-- begin --

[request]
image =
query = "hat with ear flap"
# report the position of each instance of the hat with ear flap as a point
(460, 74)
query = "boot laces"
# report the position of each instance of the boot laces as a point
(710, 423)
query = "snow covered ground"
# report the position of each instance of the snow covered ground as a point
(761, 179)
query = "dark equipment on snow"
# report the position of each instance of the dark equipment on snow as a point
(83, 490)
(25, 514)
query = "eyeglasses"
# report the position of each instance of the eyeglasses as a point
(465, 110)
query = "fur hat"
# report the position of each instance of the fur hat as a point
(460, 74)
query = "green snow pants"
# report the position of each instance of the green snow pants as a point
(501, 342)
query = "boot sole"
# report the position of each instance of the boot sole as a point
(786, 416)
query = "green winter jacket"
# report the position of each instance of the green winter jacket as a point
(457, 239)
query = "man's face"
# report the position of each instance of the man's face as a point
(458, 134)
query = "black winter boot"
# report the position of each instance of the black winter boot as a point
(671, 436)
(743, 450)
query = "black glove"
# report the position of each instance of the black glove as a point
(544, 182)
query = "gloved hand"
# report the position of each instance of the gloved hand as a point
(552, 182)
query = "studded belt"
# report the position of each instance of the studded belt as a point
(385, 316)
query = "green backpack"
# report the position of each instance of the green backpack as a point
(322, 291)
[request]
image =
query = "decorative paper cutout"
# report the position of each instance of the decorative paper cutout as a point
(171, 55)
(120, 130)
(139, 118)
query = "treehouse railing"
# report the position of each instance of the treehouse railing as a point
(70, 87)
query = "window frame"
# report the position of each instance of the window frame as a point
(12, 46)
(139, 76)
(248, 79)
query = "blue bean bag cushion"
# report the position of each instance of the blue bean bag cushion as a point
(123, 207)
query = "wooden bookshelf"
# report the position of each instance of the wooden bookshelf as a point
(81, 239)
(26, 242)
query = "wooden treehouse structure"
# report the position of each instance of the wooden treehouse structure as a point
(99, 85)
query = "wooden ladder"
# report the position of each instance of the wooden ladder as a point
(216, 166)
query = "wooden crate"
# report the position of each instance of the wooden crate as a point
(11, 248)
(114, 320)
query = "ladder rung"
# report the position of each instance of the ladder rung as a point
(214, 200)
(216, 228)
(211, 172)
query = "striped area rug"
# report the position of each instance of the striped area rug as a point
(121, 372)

-- end --

> Task statement: Every record shown above should be written out again exactly.

> Result for this exercise:
[request]
image =
query = "hat with ear flap"
# report the position of each instance of the hat with ear flap as a point
(460, 74)
query = "boot laces"
# report the position of each instance of the boot laces as a point
(710, 423)
query = "snow covered ground"
# report the position of each instance of the snow covered ground as a point
(761, 179)
query = "dark equipment on snow"
# report the position of each instance of the dark equipment on snow as a point
(83, 490)
(25, 514)
query = "eyeglasses"
# report the position of each instance of the eyeglasses as a point
(465, 110)
query = "fur hat"
# report the position of each instance of the fur hat as a point
(460, 74)
query = "green snow pants"
# report the position of each instance of the green snow pants as a point
(501, 342)
query = "boot sole"
# report the position of each instance of the boot sole as a point
(786, 416)
query = "green winter jacket"
# report the position of each instance of the green winter jacket as a point
(457, 239)
query = "man's face"
# report the position of each instance of the man's face as a point
(458, 134)
query = "black winter boot"
# report the position of each instance of the black winter boot as a point
(671, 436)
(743, 450)
query = "black glove"
# report the position of each instance of the black glove as a point
(544, 182)
query = "gloved hand"
# report the position of each instance of the gloved hand as a point
(552, 182)
query = "studded belt"
# report the position of each instance of the studded belt as a point
(385, 316)
query = "green backpack"
# report the position of each instance of the green backpack as a point
(322, 291)
[request]
image =
query = "decorative paper cutout"
# report the position of each instance of the decorative paper cutout as a point
(171, 55)
(120, 130)
(139, 118)
query = "treehouse railing"
# report the position of each instance of the treehouse railing as a point
(70, 87)
query = "window frame"
# report the position of each instance of the window frame as a point
(12, 46)
(139, 76)
(248, 79)
query = "blue bean bag cushion"
# report the position of each instance of the blue bean bag cushion as a point
(123, 207)
query = "wooden bookshelf"
# report the position of each instance of the wooden bookshelf as a point
(81, 239)
(26, 242)
query = "wooden treehouse structure"
# report the position of each instance of the wooden treehouse structure as a point
(99, 85)
query = "wooden ladder"
# report the position of each instance of the wooden ladder as a point
(216, 166)
query = "wooden crate"
# report the position of each instance of the wooden crate as a point
(11, 248)
(114, 320)
query = "ladder rung"
# report the position of each instance of the ladder rung as a point
(214, 200)
(216, 228)
(211, 172)
query = "striped area rug"
# report the position of each instance of the striped area rug as a point
(121, 372)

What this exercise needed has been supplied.